Tekst do czytania ::
Jak nauczyc sie myslec po angielsku

Temat przeniesiony do archwium.
31-39 z 39
| następna
ciekawy temat .jak nauczyć sie myśleć po angielsku?
Ja lubie od czasu do czasu myslec po angielsku ,raz zdazylo mi nieswiadomie odpowiadac po ang lub zapomniec danego slowa po polsku xp

jednak czuje ze brakuje mi slow zeby caly czas myslec po ang .Dopiero od niedawna chodze na prywatny angielski bo ten w szkole nauczyl mnie tylko konstrukcji gramatycznych
Od jakiegoś już czasu poszukuję sposobu na myślenie w obcym języku, mówienie tak, jakby rzeczywiście był „mój”, jednak zawsze jego używanie sprowadzało się do porównywania go z językiem ojczystym. Proces myślenia wyglądał do tej pory mniej więcej tak: koncept-wyraz polski-wyraz angielski. Na dłuższą metę jest to nieefektywne, a mówiący czuje się nieswojo w obcym języku, gorączkowo „szukając” tego jednego wyrazu w głowie. W związku z tym przyszła mi do głowy myśl: a co gdyby utożsamiać znaczenie bezpośrednio z angielskim wyrazem, bez jakiejkolwiek obecności polskiego, ucząc się słownictwa ze słowników jednojęzycznych (albo nawet po polsku, ale z opisem, nie z konkretnym wyrazem), powstrzymując się od jakichkolwiek „poszukiwań” w myślach macierzystego odpowiednika, tak jak dziecko przyswaja swoją pierwszą mowę. Miałoby to na celu skojarzenie sensu ze słowem, a nie wyrazu z wyrazem. Co o tym myślicie?
Efektem takiej nauki byłoby dodanie do obecnej puli językowej nowych synonimów, określeń na znane zjawiska i uczynienie ich równorzędnymi z ojczystym językiem.
Jak wiadomo, prawie żaden wyraz nie dzieli identycznego znaczenia z tym podawanym w słowniku odpowiednikiem, a zamysłem jego tłumaczenia jest jedynie przybliżenie sensu słowa z pierwotnego języka. Co gdyby z każdego nowego słowa tworzyć niezależny punkt w naszym osobistym leksykonie, jaki nosimy w głowie, ze swoim specyficznym wydźwiękiem.
Oczywiście niosłoby to za sobą pewien „defekt”, uciążliwy zwłaszcza w przypadku studentów i absolwentów filologii chcących tłumaczyć, gdyż taka metoda nie łączyłaby nowych słów ze znanymi dotychczas, wychodząc z założenia, że żadne słowo nie ma dokładnego semantycznie odpowiednika, więc trudniej byłoby im przekładać język na język. Musieliby polegać bardziej na swojej fantazji, niż na pamięci, głównie w przypadku bardziej wyszukanych określeń, niż np. „apple”.

Pokazany wykaz ::
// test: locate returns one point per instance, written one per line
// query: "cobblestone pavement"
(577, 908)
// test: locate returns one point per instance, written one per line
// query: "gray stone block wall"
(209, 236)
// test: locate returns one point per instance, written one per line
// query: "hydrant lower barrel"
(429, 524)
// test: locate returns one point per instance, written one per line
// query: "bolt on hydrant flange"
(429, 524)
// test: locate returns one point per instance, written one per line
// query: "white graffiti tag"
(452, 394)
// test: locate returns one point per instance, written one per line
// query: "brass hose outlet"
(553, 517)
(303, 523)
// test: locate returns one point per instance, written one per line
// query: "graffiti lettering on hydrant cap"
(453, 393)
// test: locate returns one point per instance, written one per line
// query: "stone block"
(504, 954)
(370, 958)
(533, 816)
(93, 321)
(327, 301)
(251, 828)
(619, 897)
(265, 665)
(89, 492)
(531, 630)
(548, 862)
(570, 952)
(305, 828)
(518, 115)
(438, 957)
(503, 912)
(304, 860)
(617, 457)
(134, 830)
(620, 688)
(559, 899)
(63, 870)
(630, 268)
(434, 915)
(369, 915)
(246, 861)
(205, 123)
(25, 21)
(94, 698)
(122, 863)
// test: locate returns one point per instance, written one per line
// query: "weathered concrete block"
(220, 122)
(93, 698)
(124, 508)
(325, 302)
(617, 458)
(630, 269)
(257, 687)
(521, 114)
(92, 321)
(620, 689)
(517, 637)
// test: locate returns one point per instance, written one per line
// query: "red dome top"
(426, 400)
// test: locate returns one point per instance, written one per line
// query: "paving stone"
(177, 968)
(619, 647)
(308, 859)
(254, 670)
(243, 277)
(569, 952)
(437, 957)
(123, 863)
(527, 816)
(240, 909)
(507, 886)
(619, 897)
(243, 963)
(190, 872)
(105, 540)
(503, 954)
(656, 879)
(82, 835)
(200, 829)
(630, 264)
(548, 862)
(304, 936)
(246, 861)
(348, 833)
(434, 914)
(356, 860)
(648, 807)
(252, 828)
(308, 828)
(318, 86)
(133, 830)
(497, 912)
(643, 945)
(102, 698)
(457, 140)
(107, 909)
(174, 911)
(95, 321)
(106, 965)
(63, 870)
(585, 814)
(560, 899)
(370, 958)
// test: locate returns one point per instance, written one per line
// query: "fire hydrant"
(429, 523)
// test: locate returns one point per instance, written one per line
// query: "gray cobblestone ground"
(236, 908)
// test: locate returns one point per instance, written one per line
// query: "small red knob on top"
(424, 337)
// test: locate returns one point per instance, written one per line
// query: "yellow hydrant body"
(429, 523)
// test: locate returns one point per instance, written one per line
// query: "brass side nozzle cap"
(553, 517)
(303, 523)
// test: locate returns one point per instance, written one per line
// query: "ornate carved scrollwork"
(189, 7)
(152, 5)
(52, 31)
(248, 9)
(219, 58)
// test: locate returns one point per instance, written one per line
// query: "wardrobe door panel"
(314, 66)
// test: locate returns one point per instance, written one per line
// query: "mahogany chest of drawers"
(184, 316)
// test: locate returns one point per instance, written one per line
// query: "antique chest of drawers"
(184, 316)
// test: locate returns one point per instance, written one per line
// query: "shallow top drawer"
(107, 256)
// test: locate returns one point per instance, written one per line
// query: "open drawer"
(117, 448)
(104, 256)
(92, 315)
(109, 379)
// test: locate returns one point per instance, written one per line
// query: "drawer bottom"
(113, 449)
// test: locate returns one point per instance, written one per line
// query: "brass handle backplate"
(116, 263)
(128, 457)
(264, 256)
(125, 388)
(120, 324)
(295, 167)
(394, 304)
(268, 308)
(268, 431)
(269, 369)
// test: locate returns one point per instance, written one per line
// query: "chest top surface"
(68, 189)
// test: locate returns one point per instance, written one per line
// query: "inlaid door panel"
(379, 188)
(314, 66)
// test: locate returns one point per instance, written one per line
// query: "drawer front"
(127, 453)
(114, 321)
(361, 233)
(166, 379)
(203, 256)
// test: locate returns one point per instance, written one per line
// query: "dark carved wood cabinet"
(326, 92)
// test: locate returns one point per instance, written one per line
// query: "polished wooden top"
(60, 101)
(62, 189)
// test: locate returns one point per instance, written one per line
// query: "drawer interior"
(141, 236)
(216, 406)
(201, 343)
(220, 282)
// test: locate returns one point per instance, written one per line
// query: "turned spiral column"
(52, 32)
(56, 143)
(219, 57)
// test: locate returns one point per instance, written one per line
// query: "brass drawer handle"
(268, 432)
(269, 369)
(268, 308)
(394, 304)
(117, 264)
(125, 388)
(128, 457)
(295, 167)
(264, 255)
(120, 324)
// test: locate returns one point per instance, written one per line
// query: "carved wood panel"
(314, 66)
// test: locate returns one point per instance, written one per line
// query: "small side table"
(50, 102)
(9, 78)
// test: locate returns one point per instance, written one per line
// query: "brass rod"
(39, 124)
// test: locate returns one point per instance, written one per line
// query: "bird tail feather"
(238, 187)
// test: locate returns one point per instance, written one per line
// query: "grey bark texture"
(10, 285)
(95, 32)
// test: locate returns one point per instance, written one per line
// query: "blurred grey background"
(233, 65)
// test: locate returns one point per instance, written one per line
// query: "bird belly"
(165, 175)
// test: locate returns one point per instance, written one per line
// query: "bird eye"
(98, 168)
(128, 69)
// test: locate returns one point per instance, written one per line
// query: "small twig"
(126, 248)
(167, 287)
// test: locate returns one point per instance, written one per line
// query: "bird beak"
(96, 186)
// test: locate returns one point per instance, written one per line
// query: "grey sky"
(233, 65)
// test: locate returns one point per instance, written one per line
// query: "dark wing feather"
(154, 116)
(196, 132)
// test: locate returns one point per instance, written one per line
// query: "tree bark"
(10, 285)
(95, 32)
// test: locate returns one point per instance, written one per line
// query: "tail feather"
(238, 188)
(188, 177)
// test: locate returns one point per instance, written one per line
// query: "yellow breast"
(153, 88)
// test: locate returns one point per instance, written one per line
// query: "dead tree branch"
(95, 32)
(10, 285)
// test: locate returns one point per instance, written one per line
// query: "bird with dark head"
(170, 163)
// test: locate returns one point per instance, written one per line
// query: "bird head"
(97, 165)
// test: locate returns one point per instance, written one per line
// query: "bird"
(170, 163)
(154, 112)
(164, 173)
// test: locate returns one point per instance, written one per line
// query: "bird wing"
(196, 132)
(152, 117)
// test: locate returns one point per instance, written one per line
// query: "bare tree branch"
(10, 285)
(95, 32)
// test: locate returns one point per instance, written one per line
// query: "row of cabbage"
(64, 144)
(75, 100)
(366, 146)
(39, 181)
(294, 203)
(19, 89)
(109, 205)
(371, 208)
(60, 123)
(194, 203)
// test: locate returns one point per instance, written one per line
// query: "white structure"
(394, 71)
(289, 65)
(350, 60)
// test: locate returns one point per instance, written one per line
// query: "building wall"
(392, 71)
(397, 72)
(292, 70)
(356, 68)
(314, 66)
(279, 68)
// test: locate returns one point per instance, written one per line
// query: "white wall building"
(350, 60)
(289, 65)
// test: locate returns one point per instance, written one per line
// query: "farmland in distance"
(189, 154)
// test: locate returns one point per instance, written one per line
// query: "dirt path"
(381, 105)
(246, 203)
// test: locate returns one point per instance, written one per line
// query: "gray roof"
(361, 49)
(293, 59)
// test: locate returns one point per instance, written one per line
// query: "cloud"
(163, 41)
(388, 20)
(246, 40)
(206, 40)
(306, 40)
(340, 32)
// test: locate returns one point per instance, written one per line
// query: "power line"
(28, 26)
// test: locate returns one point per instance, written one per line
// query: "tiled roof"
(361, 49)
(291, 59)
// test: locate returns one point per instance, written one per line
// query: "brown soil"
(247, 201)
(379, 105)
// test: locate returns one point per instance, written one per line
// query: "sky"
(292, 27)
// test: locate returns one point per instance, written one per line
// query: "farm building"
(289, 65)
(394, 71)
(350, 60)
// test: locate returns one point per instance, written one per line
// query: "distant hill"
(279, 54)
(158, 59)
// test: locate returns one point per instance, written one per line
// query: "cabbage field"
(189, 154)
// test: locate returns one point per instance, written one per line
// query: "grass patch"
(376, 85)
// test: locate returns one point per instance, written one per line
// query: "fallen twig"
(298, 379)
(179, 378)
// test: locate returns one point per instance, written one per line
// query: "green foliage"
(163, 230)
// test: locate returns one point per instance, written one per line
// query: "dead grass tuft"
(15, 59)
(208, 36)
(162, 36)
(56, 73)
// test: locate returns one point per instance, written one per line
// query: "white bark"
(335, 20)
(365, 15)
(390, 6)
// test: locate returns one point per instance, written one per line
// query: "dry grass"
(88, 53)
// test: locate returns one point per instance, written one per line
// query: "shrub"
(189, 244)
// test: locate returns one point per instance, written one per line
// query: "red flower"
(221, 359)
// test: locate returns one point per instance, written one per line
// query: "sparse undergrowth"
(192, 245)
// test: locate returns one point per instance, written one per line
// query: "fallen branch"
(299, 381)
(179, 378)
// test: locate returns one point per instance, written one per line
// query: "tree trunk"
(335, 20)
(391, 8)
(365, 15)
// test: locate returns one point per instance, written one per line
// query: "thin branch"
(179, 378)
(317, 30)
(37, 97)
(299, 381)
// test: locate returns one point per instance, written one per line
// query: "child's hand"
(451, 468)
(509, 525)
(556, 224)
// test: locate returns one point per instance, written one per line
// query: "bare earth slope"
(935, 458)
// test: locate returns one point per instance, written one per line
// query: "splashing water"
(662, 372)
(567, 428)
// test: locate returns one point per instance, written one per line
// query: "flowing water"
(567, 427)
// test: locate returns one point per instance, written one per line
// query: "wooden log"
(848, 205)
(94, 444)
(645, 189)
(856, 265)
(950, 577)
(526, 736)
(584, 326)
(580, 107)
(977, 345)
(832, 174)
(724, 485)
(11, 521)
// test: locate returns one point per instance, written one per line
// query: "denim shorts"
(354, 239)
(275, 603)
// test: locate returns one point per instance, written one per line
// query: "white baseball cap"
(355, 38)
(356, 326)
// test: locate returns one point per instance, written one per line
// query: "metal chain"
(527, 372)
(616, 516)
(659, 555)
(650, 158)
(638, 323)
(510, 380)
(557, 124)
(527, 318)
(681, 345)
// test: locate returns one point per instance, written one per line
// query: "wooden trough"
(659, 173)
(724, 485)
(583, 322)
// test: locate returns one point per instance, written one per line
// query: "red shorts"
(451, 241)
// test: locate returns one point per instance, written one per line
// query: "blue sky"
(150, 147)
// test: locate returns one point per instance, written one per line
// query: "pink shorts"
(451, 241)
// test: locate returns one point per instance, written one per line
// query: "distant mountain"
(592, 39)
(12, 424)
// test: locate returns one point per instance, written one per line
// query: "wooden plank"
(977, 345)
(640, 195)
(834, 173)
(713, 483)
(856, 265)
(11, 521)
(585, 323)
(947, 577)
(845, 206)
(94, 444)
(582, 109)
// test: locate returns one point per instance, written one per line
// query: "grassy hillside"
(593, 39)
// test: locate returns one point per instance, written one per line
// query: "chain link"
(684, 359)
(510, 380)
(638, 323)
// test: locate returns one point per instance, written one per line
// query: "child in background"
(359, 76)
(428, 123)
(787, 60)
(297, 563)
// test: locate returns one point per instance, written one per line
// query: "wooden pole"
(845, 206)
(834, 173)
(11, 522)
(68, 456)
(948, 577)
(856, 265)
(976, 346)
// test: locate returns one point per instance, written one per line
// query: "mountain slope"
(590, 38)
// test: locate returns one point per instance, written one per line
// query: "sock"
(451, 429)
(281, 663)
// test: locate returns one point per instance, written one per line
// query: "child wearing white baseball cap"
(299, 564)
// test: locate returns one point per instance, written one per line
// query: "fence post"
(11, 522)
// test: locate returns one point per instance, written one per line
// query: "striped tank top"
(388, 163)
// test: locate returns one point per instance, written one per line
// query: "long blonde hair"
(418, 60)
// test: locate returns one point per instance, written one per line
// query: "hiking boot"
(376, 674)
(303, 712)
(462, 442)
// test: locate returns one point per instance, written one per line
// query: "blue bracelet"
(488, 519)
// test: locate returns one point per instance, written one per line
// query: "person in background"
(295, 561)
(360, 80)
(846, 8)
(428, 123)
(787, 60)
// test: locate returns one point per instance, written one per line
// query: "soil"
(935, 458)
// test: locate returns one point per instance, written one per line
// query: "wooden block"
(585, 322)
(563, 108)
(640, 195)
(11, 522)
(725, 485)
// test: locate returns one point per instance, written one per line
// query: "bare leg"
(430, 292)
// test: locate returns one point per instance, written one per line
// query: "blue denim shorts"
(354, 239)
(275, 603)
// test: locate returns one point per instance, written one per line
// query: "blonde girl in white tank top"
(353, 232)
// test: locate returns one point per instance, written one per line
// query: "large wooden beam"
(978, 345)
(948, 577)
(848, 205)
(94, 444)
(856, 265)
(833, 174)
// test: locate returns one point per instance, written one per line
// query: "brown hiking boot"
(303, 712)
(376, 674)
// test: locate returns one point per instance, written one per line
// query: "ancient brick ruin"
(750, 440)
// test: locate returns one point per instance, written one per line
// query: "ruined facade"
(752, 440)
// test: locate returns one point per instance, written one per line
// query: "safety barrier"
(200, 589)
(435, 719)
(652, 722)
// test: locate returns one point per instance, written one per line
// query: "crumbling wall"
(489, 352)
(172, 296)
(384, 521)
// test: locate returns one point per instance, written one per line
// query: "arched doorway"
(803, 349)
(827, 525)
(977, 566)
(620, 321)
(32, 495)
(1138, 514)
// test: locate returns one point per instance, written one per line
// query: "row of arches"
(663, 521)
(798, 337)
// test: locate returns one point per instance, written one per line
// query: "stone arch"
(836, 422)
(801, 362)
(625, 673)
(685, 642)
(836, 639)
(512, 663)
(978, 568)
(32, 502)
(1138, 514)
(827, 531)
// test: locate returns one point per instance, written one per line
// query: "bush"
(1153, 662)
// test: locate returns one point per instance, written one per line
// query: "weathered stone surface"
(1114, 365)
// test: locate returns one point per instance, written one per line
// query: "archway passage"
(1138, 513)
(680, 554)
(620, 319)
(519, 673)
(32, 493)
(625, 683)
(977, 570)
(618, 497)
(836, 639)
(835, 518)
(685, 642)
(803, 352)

Polecenie :: Podaj dalszy ciąg tekstu o nauce myślenia po angielsku, zaczynając zaraz po jego ostatnim zdaniu.

Wynik ćwiczenia ::
Nauka myślenia po angielsku poprzez "powstrzymywanie się od jakichkolwiek "poszukiwań" w myślach macierzystego odpowiednika" - czyli poprzez myślenie po angielsku. Pewnie czegoś nie rozumiem ale twoja metoda przypomina własnoręczne wyciąganie się z bagna za włosy przez barona Münchhausena.
>twoja metoda przypomina własnoręczne wyciąganie się z bagna za włosy
>przez barona Münchhausena

A mnie toczący się po trawie sześcian zamiast piłeczki. Nie wiem czemu, ale jakoś tak mi się nasunęło.
Myślę, że trzeba byłoby to oprzeć na jakiejś wiedzy z psychologii myślenia, uczenia itp. Inaczej to amatorszczyzna. Widziałem kiedyś taką książkę Szkutnika - chyba "Thinking in English", napisane na niej było, że "powstała w oparciu o najnowsze odkrycia psychologii". A metoda opierała się na powtarzaniu tekstów naśladujących strumień świadomości.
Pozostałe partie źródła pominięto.